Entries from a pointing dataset
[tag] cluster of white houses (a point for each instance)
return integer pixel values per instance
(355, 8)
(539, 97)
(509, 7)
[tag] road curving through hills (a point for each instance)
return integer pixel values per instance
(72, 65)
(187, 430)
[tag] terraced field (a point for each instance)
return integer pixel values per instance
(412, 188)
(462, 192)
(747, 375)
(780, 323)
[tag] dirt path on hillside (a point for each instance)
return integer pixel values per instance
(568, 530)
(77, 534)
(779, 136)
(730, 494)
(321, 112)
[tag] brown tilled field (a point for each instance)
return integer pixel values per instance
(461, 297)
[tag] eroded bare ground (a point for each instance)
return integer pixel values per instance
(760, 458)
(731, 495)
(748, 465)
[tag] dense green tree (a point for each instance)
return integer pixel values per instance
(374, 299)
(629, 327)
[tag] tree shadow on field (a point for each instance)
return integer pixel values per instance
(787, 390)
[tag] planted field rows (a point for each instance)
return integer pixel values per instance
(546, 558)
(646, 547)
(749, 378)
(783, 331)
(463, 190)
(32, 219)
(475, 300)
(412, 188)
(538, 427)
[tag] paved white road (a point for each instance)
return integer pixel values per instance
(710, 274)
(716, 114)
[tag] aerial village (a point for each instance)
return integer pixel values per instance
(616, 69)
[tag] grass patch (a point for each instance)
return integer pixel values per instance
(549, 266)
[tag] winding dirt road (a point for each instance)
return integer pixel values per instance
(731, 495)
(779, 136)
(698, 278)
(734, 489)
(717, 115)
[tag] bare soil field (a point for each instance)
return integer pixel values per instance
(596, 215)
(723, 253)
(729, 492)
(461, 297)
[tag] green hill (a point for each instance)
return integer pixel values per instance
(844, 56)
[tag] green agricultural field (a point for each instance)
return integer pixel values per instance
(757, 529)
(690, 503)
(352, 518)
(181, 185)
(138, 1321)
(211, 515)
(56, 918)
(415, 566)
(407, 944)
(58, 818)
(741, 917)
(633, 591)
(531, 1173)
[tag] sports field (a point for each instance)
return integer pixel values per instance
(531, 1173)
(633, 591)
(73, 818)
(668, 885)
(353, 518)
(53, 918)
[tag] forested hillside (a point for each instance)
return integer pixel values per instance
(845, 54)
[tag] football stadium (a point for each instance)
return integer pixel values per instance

Stated exercise
Copy the stretch of records from the line containing "[tag] green hill (a point for each instance)" through the end of the records, requests included, and shift every point coordinate by -55.

Written reply
[tag] green hill (a point for each instance)
return integer pixel values per instance
(789, 1)
[tag] green agricultural field (a point for each instance)
return integer pixel values per instance
(702, 474)
(635, 448)
(297, 463)
(126, 130)
(83, 1266)
(156, 460)
(1, 863)
(360, 511)
(352, 889)
(3, 763)
(686, 862)
(578, 536)
(476, 1118)
[tag] sports field (a point for each instance)
return integer pixel values per instance
(476, 1118)
(578, 536)
(18, 763)
(613, 830)
(298, 463)
(-2, 863)
[tag] forested hillside (a point for each instance)
return integer pixel values per instance
(790, -1)
[tag] football stadium (a point for each instance)
return integer pixel values per instance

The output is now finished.